> [Extract to read]:
Fed Chairman Alan Greenspan indicated recently that the late '90's stock market bubble could not be identified until it finally was broken. He also suggested that it was a good strategy for the Fed to deal only with the aftermath of the bubble, and not the bubble itself. That "post bubble" strategy essentially consisted of easy money policy through an abundance of low interest credit. It makes a reasonable person wonder how, with the current Fed fund rate at 1%, and valuations about where they were in March of 2000, what will happen when this bubble (assuming it is a bubble) is "pricked". Advance indications suggest that talk will be the name of the game from the Fed. To quote "Mad" Magazine's Alfred E. Newman, "What, Me worry?"
Got Jobs?
We're seeing a lot of positive economic data regarding the jobs picture that suggests that new jobs are just about ready to show up (just in time) in a strengthening economy. Are you seeing the same thing from your perspective? I think that you should have some anecdotes about company meetings where management indicates that, in spite of the productivity gains you all are providing, there is a need to hire new people (in the US) and soon. Feel free to e-mail these experiences to me. Or send a note if you are not seeing such management desire to increase pay rolls to meet demand. It doesn't have to be a long note (short is preferred) or fancy.

> [Given data]:
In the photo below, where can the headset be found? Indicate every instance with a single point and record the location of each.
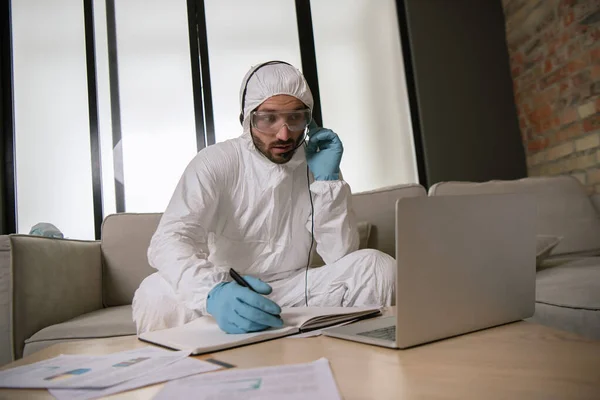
(312, 208)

> [Aim]:
In the market commentary, what is the current Fed fund rate?

> [Task solution]:
The current Fed fund rate is 1%.